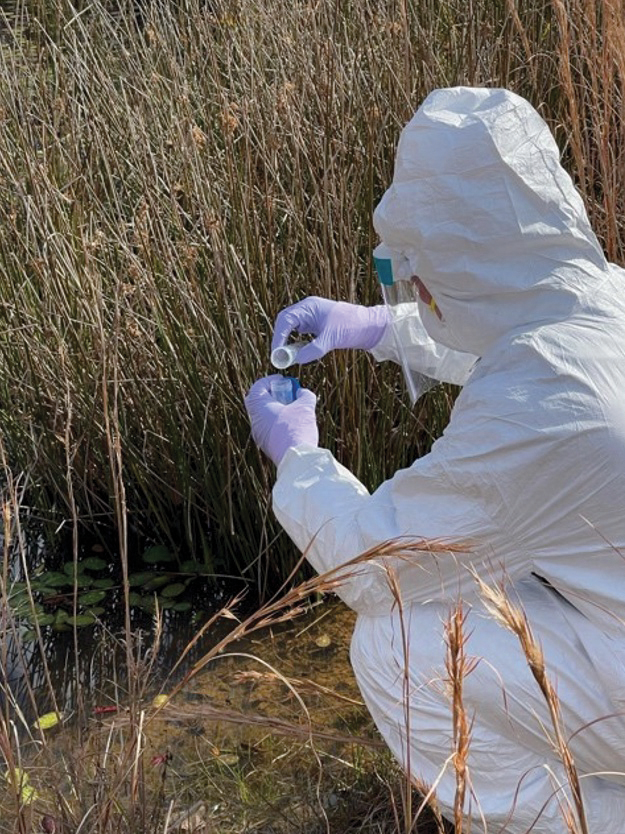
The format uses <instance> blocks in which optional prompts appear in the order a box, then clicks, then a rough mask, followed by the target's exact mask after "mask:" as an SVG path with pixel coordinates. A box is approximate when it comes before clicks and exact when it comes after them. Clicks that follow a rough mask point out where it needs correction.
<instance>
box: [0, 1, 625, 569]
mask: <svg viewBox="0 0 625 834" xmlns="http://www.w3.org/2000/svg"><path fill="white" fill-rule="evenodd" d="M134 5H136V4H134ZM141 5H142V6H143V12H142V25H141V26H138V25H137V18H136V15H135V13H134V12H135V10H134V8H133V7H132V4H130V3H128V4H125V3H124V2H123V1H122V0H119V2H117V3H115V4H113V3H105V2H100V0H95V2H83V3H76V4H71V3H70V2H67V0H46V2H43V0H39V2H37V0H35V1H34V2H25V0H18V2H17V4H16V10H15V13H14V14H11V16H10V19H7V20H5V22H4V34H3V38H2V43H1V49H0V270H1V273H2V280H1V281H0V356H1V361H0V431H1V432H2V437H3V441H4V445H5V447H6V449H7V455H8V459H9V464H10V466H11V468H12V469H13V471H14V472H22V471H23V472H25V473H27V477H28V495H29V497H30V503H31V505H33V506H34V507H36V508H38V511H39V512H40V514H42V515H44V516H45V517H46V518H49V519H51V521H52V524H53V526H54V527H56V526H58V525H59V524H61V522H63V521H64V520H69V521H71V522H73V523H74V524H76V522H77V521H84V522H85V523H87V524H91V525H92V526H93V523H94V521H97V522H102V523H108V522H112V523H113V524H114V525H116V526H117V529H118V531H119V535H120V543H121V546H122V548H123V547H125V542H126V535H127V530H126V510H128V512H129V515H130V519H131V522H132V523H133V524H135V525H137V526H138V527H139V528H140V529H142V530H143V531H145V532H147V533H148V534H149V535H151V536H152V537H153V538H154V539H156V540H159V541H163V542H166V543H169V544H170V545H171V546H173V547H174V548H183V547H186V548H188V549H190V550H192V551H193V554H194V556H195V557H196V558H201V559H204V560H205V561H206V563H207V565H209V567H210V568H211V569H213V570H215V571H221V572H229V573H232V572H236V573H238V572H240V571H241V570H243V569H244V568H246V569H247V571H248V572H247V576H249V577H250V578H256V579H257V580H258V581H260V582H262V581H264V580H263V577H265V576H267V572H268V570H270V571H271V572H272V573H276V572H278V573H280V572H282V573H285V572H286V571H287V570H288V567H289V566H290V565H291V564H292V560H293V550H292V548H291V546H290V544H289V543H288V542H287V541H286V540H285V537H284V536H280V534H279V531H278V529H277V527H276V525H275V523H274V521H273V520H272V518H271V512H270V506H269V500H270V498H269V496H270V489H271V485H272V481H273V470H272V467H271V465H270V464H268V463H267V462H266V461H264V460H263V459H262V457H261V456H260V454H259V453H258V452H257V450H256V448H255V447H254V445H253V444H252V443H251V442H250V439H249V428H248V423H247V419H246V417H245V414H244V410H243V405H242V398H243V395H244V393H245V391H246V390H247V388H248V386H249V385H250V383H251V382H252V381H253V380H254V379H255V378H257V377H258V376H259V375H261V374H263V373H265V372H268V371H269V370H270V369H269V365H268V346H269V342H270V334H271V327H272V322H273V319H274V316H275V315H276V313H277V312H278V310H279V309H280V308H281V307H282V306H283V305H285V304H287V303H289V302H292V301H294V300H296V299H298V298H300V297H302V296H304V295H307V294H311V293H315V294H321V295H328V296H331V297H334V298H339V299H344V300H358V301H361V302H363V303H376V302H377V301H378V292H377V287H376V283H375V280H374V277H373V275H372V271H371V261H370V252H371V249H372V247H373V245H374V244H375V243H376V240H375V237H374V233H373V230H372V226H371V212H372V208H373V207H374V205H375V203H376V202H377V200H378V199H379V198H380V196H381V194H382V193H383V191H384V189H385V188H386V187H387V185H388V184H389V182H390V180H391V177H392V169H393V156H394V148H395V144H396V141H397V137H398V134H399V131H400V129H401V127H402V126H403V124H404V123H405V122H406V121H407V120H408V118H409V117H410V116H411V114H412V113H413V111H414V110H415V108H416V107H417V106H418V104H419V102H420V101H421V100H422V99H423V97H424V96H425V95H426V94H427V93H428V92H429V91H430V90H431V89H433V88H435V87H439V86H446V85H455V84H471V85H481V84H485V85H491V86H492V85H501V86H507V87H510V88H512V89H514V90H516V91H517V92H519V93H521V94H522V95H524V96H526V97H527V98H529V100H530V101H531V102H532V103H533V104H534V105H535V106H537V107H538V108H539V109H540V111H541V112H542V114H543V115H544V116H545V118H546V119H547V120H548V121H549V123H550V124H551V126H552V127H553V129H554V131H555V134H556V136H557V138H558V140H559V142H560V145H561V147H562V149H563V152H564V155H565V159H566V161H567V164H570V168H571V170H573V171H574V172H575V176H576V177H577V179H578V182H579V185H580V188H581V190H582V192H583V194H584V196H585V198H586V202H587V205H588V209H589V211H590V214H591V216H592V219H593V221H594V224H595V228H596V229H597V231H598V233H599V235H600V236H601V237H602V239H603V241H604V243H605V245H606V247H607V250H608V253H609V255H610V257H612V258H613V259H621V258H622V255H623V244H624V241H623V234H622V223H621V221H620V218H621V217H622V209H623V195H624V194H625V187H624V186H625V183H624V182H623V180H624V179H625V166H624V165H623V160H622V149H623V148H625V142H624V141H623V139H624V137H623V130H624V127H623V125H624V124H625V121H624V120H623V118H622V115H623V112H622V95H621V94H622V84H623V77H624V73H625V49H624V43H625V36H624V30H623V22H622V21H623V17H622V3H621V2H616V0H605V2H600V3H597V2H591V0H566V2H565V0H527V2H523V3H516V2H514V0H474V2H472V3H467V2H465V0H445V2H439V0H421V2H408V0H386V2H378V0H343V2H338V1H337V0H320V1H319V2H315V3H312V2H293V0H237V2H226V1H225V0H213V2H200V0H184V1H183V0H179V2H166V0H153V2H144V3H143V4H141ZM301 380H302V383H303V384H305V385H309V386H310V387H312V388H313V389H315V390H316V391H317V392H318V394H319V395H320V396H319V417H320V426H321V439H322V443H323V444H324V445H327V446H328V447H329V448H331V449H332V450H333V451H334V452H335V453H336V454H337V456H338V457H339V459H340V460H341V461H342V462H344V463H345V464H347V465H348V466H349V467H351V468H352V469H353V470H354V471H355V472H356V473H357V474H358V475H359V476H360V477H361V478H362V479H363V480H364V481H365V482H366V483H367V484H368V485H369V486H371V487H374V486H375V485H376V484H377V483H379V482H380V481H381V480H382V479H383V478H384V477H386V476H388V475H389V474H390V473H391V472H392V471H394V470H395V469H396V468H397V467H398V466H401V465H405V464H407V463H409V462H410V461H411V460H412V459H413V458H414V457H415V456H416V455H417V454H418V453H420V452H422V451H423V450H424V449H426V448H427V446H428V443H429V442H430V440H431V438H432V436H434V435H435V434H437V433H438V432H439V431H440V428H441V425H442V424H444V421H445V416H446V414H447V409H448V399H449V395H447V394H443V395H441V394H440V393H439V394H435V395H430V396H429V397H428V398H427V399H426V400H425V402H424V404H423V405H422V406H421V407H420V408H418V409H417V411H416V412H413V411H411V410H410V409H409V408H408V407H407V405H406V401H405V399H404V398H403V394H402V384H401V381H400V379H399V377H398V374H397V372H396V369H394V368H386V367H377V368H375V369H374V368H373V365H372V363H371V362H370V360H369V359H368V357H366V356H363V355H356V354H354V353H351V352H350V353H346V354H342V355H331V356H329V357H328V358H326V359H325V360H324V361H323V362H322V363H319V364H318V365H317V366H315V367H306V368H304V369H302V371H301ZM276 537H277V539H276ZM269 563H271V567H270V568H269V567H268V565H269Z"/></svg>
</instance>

EXERCISE DIRECTIONS: Rewrite the lines from the start through the one containing "box: [0, 1, 625, 569]", substituting "coarse" for "rough" and leaving everything else as it is. Leave the pictures out.

ANSWER SECTION:
The format uses <instance> blocks in which optional prompts appear in the order a box, then clicks, then a coarse mask, followed by the target's exact mask after "mask:" as an SVG path with pixel coordinates. A box is approximate when it comes before clicks and exact when it comes after them. Clicks that follow a coarse mask point out where it needs correction.
<instance>
box: [0, 1, 625, 569]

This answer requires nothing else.